Reproduce every line of the listing below word for word, omitting the pictures.

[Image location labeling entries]
-.-.-

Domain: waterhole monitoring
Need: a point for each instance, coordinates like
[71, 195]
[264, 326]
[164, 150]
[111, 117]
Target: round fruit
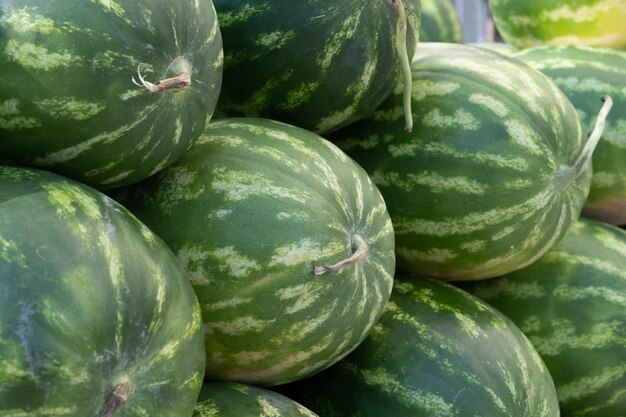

-.-.-

[Correct response]
Domain: waterhole monitoring
Need: a point for each instance, coordinates like
[71, 195]
[264, 326]
[164, 150]
[111, 117]
Target: round fruit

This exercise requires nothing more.